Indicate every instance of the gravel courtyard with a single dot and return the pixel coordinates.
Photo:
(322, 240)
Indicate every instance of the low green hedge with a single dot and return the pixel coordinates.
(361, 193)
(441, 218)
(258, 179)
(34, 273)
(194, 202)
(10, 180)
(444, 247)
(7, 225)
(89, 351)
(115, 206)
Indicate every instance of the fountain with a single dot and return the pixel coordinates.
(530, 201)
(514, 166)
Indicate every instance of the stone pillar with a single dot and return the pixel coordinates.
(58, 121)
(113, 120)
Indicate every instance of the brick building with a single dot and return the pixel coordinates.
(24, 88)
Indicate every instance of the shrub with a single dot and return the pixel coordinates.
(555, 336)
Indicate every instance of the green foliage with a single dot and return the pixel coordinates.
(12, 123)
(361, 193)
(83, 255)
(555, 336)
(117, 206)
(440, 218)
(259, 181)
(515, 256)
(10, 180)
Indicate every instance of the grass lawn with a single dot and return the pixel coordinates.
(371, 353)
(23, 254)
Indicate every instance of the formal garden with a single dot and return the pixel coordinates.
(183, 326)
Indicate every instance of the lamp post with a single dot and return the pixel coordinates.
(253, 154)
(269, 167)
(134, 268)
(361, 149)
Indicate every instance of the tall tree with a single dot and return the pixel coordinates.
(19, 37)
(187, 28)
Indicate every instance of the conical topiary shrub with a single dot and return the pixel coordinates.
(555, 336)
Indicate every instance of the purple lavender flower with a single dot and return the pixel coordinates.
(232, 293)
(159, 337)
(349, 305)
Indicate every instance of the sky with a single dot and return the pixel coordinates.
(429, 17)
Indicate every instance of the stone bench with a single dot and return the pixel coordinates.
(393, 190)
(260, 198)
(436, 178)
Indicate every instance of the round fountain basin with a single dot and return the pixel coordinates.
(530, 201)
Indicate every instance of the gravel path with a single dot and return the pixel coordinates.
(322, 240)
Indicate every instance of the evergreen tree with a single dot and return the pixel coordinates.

----------------

▸ **SET EXERCISE**: Transcribe every entry verbatim.

▸ **OUTPUT OF THE TASK**:
Indicate every instance of the gravel courtyard with a single dot and return the pixel coordinates.
Photo:
(322, 240)
Indicate every instance of the low green hedge with a single dot and return the pixel coordinates.
(361, 193)
(441, 218)
(258, 179)
(34, 273)
(194, 202)
(10, 180)
(444, 247)
(7, 225)
(89, 351)
(115, 206)
Indicate every instance of the fountain with a single dot and return the pixel coordinates.
(530, 201)
(514, 166)
Indicate every instance of the stone pillar with a single dot and return the pixel coordinates.
(58, 121)
(113, 120)
Indicate every instance of the brick building with a single dot and return the pixel coordinates.
(24, 88)
Indicate every instance of the shrub with a single dot and return the pixel coordinates.
(555, 336)
Indicate every instance of the green foliage with a single dot and return the pixel coordinates.
(12, 123)
(361, 193)
(83, 255)
(555, 336)
(117, 206)
(440, 218)
(259, 181)
(515, 256)
(10, 180)
Indicate every instance of the grass lawn with a single dot and return the pixel coordinates.
(371, 353)
(23, 254)
Indicate every instance of the formal garden with a single dot and return the pixel coordinates.
(183, 326)
Indicate every instance of the lamp post with a single dot and return the pixel coordinates.
(253, 154)
(269, 167)
(134, 268)
(361, 149)
Indicate every instance of the tall tree with a single dot and return the pixel coordinates.
(19, 37)
(187, 28)
Indicate every instance of the conical topiary shrub with a single dot and return the pixel coordinates.
(555, 336)
Indicate every instance of the purple lavender flower with a single dot and return the pixel coordinates.
(232, 293)
(159, 337)
(349, 305)
Indicate every instance of the sky with a single dot and return the pixel coordinates.
(429, 17)
Indicate every instance of the stone bench with a single dot and return the pixel coordinates.
(393, 190)
(260, 198)
(436, 178)
Indicate every instance of the round fountain basin with a single dot and return the pixel coordinates.
(530, 201)
Indicate every instance of the gravel path with a single dot and return the pixel coordinates.
(322, 240)
Indicate every instance of the evergreen tree with a single dot and return the pixel coordinates.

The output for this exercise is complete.